● **Exercise details**:
Copy the records below, starting at the line containing "Where can the conference" and ending at the line containing "x=422, y=293", with the requests included. Shift every coordinate in the answers by adding 141 to it.

━━ Material shown

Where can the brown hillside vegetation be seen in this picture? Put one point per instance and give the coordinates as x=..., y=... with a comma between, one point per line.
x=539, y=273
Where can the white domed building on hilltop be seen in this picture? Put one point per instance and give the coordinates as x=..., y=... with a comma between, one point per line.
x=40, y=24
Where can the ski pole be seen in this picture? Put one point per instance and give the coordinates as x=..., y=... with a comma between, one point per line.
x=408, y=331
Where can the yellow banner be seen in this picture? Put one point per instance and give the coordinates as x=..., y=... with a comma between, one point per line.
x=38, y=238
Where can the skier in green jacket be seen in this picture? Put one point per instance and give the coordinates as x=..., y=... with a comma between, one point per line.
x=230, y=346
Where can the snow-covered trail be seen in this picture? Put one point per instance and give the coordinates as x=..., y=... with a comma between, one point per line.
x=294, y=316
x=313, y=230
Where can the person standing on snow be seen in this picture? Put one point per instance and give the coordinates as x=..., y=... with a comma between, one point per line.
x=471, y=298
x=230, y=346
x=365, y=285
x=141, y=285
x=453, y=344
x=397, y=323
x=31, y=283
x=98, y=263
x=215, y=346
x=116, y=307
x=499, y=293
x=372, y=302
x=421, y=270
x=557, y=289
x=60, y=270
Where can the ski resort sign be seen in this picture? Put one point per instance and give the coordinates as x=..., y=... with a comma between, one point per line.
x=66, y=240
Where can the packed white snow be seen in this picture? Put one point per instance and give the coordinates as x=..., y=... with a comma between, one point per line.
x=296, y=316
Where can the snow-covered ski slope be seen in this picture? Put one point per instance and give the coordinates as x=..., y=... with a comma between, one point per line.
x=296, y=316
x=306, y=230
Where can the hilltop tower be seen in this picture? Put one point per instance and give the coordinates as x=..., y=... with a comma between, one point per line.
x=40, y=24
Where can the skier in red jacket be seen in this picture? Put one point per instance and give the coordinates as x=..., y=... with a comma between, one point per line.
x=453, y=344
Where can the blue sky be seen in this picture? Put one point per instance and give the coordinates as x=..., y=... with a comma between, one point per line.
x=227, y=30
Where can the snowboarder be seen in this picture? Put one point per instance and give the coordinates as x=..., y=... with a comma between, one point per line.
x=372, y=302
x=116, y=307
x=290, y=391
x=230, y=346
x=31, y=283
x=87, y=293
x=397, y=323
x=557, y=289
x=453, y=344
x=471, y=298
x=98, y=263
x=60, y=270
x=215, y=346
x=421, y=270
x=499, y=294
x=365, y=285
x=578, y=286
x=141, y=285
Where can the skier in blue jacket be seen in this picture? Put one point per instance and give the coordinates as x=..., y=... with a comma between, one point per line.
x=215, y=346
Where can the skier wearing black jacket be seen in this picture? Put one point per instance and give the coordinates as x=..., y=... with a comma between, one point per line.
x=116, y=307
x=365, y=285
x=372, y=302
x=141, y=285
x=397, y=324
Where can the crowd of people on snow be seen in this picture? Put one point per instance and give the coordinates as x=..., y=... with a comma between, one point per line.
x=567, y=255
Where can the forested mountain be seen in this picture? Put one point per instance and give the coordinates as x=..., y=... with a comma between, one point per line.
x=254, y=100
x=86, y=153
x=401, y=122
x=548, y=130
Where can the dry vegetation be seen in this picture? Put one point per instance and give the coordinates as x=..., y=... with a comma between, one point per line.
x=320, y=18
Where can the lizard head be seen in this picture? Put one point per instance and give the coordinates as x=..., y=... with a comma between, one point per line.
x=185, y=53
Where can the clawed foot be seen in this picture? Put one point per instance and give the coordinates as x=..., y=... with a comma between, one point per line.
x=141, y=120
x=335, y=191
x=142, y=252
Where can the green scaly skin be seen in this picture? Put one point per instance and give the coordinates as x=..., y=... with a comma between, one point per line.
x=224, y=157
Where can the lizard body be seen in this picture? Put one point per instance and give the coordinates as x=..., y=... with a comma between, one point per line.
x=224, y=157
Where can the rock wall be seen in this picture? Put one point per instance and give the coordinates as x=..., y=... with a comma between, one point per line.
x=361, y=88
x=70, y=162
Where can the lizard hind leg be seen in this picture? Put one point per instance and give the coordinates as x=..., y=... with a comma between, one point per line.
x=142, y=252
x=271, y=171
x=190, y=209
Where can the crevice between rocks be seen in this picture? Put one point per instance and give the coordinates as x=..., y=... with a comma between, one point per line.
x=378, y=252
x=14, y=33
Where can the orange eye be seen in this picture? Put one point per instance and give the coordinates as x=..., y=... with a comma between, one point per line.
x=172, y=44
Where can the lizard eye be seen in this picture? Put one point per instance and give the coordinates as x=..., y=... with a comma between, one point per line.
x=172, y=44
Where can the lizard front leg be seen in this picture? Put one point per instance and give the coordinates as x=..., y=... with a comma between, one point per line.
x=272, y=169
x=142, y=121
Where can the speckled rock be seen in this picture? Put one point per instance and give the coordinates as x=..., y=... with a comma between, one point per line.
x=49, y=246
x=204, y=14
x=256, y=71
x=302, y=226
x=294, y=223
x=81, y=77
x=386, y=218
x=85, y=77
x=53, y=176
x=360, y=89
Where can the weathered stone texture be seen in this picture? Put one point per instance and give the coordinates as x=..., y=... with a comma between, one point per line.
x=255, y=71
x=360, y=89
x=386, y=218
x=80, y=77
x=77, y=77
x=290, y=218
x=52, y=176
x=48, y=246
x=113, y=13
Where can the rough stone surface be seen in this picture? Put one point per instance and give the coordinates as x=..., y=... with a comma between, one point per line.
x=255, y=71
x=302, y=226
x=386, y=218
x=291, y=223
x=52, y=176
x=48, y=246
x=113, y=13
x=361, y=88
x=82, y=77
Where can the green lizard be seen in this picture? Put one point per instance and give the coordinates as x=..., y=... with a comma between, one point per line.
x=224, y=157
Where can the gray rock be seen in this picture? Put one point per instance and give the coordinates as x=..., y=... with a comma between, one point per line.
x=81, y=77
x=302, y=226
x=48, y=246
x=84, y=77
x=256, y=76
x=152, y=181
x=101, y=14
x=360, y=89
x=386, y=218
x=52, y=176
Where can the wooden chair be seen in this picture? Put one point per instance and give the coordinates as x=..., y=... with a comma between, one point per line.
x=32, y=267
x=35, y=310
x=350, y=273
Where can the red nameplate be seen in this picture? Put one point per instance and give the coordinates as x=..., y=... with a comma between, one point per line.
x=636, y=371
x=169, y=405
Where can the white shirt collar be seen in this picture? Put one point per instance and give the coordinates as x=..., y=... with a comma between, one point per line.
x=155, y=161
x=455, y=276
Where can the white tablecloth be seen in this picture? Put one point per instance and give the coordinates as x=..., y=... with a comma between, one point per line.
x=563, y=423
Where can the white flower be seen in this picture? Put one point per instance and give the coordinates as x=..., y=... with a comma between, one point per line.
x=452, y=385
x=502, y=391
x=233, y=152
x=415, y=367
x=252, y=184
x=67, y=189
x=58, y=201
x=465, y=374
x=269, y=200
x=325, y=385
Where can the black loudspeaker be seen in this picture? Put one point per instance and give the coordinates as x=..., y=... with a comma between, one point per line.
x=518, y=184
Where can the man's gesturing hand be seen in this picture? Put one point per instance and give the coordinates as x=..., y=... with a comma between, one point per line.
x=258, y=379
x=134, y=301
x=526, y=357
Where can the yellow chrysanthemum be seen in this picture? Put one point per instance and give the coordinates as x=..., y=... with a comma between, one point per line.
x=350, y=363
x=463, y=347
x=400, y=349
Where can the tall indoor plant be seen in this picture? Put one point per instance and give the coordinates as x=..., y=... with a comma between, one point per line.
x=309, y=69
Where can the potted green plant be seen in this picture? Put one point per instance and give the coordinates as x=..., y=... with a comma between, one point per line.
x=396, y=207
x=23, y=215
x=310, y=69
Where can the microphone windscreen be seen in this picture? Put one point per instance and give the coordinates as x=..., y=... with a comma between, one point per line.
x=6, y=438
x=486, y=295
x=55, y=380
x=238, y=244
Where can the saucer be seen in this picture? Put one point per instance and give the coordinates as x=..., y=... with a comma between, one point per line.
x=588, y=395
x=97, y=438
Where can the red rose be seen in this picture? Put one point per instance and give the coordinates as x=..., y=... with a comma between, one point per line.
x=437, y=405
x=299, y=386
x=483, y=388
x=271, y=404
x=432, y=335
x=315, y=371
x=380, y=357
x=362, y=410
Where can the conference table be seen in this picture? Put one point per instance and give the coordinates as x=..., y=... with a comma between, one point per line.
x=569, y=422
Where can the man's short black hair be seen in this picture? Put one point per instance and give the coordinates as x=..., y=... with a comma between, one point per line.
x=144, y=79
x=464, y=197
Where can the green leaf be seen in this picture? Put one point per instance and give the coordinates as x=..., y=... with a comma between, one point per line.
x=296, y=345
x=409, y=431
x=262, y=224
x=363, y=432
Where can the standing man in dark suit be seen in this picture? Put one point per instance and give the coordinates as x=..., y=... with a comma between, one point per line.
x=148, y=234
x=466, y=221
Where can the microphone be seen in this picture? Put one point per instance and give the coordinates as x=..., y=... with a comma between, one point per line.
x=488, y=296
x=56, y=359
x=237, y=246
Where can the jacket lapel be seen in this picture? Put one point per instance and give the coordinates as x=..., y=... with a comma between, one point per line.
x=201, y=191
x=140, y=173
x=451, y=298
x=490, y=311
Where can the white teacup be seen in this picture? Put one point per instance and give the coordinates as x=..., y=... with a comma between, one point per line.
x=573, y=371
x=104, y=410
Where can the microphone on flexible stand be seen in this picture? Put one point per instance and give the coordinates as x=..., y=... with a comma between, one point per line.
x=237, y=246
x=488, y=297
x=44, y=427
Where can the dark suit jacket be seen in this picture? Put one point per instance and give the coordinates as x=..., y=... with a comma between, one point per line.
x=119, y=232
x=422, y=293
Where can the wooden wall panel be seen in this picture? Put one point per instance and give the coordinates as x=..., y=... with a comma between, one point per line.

━━━━

● **Task result**:
Where can the conference table be seen in this picture? Put one point per instance and give the coordinates as x=..., y=... with a comma between, one point per line.
x=710, y=563
Where can the man's short black hair be seen in this picture? Put one point per instance and give the coordinates as x=..., y=... with a comma between, one point per line.
x=285, y=220
x=605, y=338
Where can the green leaf be seen in this picture? Put one point per instance and give the coordinates as x=..., y=... with a comma between, one point per line.
x=437, y=486
x=550, y=572
x=403, y=365
x=504, y=573
Where can the standing man in dark suit be seen in this picture? Put one point per instance and give the coordinates as x=..., y=... with a comma between, one point per line.
x=289, y=375
x=607, y=362
Where can the microphone be seen in this picture? Put one point per instance and give the coordinates as x=..., y=... with a comma between, one point per line.
x=629, y=437
x=197, y=500
x=378, y=387
Where can the jacket lapel be seen in this picture? Put one point per instance and give the coordinates as x=..., y=... with a comma between, one point per line.
x=342, y=332
x=281, y=314
x=592, y=439
x=631, y=452
Where can the white teacup be seen in this picture? Put one point per instance and give the coordinates as x=..., y=... with a comma between, one point per line.
x=714, y=512
x=245, y=551
Where can the microphone on flexible stand be seen in this picture? Put one point per instance and give the coordinates as x=..., y=... with a comma between, one point per line.
x=378, y=387
x=629, y=438
x=185, y=568
Where can the dark suit jacket be seen in this picture? Put one point per instance and give the coordinates as x=..., y=... with a comma between, one point per line.
x=260, y=373
x=563, y=434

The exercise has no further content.